• Given instruction a: In the travel passage below, rewrite the paragraph beginning "The southern part of the wood" as a short bulleted list that keeps its main facts.

The 20-hectare Jardin d’Acclimatation ( 01 40 67 90 82; av du Mahatma Gandhi; adult/3-18yr €2.70/1.35, under 3yr free; 10am-7pm Jun-Sep, to 6pm Oct-May; Les Sablons), a kids-oriented amusement park whose name is another word for ‘zoo’ in French, includes the hi-tech Exploradôme ( 01 53 64 90 40; www.exploradome.com, in French; adult/4-18yr €5/3.50, under 4yr free), a tented structure devoted to science and the media.

The southern part of the wood takes in two horse-racing tracks, the Hippodrome de Longchamp for flat races and, for steeplechases, the Hippodrome d’Auteuil, as well as the Stade Roland Garros, home of the French Open tennis tournament Click here. Also here is the Tenniseum-Musée de Roland Garros ( 01 47 43 48 48; www.rolandgarros.com; 2 av Gordon Bennett, 16e; adult/under 18yr €7.5/4, with stadium visit €15/10; 10am-6pm Tue-Sun; Porte d’Auteuil), the world’s most extravagant tennis museum, tracing the sport’s 500-year history through paintings, sculptures and posters. Visitors to the museum can watch at least 200 hours of play from 1897 till today, including all of the French Open’s men’s singles matches since 1990 and interviews with all major players. Tours of the stadium take place at 11am in English and at 2.30pm and 4.30pm in French.

(Records from a data source)
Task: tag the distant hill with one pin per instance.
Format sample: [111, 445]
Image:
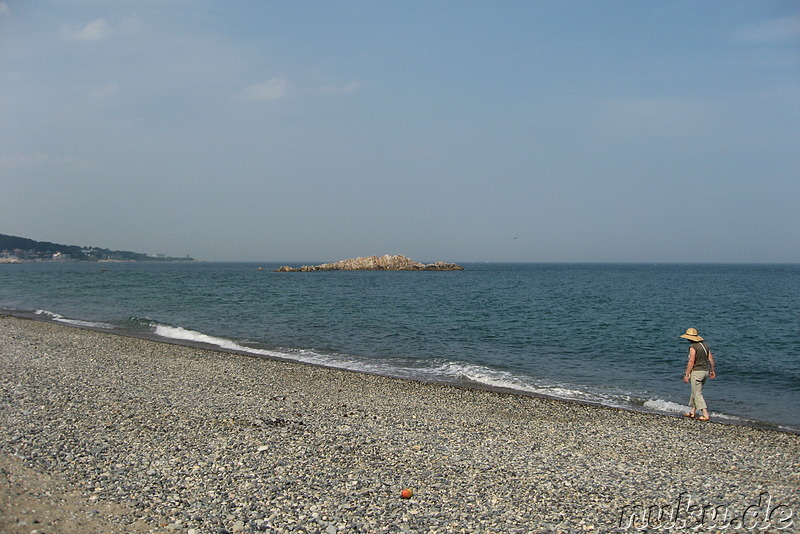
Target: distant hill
[26, 249]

• Given instruction b: Convert each line of the records above into a JSON list of strings, one string per line, skipping blank lines. Leave the pictures out of the answer.

• Output a:
- The southern part of the wood has two horse-racing tracks: the Hippodrome de Longchamp for flat races and the Hippodrome d’Auteuil for steeplechases.
- The Stade Roland Garros, home of the French Open tennis tournament, is also there.
- The Tenniseum-Musée de Roland Garros (2 av Gordon Bennett, 16e; 10am-6pm Tue-Sun; adult €7.5, under 18 €4; with stadium visit €15/10) traces tennis's 500-year history through paintings, sculptures and posters.
- Museum visitors can watch at least 200 hours of play from 1897 to today, including every French Open men's singles match since 1990 and interviews with all major players.
- Stadium tours run at 11am in English and at 2.30pm and 4.30pm in French.

• Output b:
[
  "Task: tag the distant hill with one pin per instance.",
  "Format sample: [111, 445]",
  "Image:",
  "Target: distant hill",
  "[26, 249]"
]